TEXTO APRESENTADO:
A Era da informação global, mas filtrada!

Padre Miguel Neto, Diocese do Algarve

Foto: Agência ECCLESIA/MC

No mundo atual, um dos maiores ativos comercial é a posse e acesso à informação, com possibilidade de captar a atenção e manipular pessoas. Não interessa a verdade. Ou melhor, a verdade está fragmentada e é legalmente manipulada, para responder à verdade que cada um quer para si.

Um exemplo claro disso é a quantidade de pessoas, em todo o mundo, que acreditam que a terra é plana, os chamados terraplanistas. A estimativa do número de pessoas que fazem parte desta comunidade é difícil de determinar com precisão, devido à natureza segmentada e dispersa desse grupo. No entanto, existem algumas indicações baseadas em eventos, redes sociais e pesquisas[1]. Plataformas como Facebook, YouTube e Reddit têm comunidades ativas de terraplanistas. Grupos no Facebook, por exemplo, podem ter dezenas de milhares de membros.

Um dos maiores grupos de terraplanistas no Facebook tinha, em determinado momento, mais de 200.000 membros. Vídeos sobre terraplanismo no YouTube acumulam milhões de visualizações, sugerindo um grande interesse global. Existem conferências anuais, como a Flat Earth International Conference (FEIC)[2] [3], que atraem centenas de participantes. Esses eventos mostram que há um número significativo de pessoas interessadas no tema. Mais, alguns estudos e pesquisas tentaram estimar a crença em teorias da conspiração, incluindo o terraplanismo. A pesquisa Ipsos MORI (2018) [4], realizada em 24 países, encontrou que uma pequena percentagem de pessoas em cada país, que tinha dúvidas sobre a forma da Terra. Embora a percentagem varie, a média de céticos em relação à esfericidade da Terra, pode girar em torno de 1% a 2% da população em muitos países. Considerando todas essas fontes, uma estimativa conservadora sugere que a comunidade terraplanista global pode incluir alguns milhões de “crentes”. Esta é uma estimativa ampla, dado que muitos adeptos podem não se manifestar publicamente, devido ao estigma social associado à crença.

OBJETIVOS:
(1) No texto sobre o terraplanismo, reescreva o trecho que vai de "No mundo atual, um" até "milhares de membros.", inclusive, substituindo "verdade" por "realidade".
(2) Resuma em forma de lista o parágrafo do texto sobre o terraplanismo que começa com "Um exemplo claro disso", preservando os fatos principais.
(3) Segundo o texto sobre o terraplanismo, em quantos países foi realizada a pesquisa Ipsos MORI de 2018?

DADOS FORNECIDOS:
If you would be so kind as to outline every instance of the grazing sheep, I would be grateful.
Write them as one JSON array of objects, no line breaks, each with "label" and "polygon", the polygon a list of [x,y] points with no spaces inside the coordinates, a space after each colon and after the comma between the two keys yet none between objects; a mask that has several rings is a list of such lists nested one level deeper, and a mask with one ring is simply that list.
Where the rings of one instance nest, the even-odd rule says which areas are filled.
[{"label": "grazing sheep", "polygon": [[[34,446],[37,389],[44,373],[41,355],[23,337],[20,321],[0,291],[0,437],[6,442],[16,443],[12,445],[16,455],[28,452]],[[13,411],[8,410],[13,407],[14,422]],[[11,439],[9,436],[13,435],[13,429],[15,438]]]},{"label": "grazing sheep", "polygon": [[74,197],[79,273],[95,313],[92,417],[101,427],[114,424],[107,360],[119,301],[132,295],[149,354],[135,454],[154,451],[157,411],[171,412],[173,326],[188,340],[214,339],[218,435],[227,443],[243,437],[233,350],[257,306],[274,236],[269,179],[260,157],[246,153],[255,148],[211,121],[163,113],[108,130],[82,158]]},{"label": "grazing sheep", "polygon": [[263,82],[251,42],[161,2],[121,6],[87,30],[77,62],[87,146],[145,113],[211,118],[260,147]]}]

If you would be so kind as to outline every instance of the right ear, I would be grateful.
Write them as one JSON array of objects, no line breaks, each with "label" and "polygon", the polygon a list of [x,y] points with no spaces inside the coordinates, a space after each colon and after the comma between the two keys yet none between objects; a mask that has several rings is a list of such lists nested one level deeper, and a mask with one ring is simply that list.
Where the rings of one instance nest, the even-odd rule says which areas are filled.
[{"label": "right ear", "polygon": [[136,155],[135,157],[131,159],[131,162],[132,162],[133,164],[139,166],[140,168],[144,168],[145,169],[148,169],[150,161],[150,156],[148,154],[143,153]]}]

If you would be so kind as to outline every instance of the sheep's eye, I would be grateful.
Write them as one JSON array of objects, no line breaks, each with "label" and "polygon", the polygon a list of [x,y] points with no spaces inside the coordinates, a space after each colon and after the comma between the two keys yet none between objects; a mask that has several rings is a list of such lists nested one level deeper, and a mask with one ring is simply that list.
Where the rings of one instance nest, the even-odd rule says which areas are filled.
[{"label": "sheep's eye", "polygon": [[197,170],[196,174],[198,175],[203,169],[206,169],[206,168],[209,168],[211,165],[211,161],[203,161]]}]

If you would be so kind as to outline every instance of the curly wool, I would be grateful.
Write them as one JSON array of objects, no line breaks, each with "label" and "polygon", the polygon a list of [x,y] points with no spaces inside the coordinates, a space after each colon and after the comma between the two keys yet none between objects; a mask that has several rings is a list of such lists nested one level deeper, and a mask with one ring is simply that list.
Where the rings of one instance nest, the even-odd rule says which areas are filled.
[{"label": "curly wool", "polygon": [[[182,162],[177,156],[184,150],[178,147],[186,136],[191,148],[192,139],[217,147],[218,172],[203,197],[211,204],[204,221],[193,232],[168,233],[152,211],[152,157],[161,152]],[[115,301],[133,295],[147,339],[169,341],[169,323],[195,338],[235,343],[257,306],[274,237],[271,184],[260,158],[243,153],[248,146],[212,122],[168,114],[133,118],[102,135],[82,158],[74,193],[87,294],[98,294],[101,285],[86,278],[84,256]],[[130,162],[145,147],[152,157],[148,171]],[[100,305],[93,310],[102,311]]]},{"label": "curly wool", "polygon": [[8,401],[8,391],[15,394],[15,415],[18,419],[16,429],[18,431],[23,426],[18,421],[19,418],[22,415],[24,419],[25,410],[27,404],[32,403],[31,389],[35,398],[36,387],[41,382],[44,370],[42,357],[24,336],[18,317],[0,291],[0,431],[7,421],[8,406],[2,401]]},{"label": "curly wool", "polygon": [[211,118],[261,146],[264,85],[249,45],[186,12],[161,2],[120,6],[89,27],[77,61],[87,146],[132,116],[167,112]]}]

SOLUÇÕES:
(1)
No mundo atual, um dos maiores ativos comercial é a posse e acesso à informação, com possibilidade de captar a atenção e manipular pessoas. Não interessa a realidade. Ou melhor, a realidade está fragmentada e é legalmente manipulada, para responder à realidade que cada um quer para si.

Um exemplo claro disso é a quantidade de pessoas, em todo o mundo, que acreditam que a terra é plana, os chamados terraplanistas. A estimativa do número de pessoas que fazem parte desta comunidade é difícil de determinar com precisão, devido à natureza segmentada e dispersa desse grupo. No entanto, existem algumas indicações baseadas em eventos, redes sociais e pesquisas[1]. Plataformas como Facebook, YouTube e Reddit têm comunidades ativas de terraplanistas. Grupos no Facebook, por exemplo, podem ter dezenas de milhares de membros.

(2)
- Muitas pessoas no mundo todo acreditam que a Terra é plana e são chamadas de terraplanistas.
- É difícil estimar com precisão quantas são, porque o grupo é segmentado e disperso.
- Há indicações baseadas em eventos, redes sociais e pesquisas.
- Facebook, YouTube e Reddit têm comunidades ativas de terraplanistas.
- Os grupos no Facebook podem ter dezenas de milhares de membros.

(3) Em 24 países.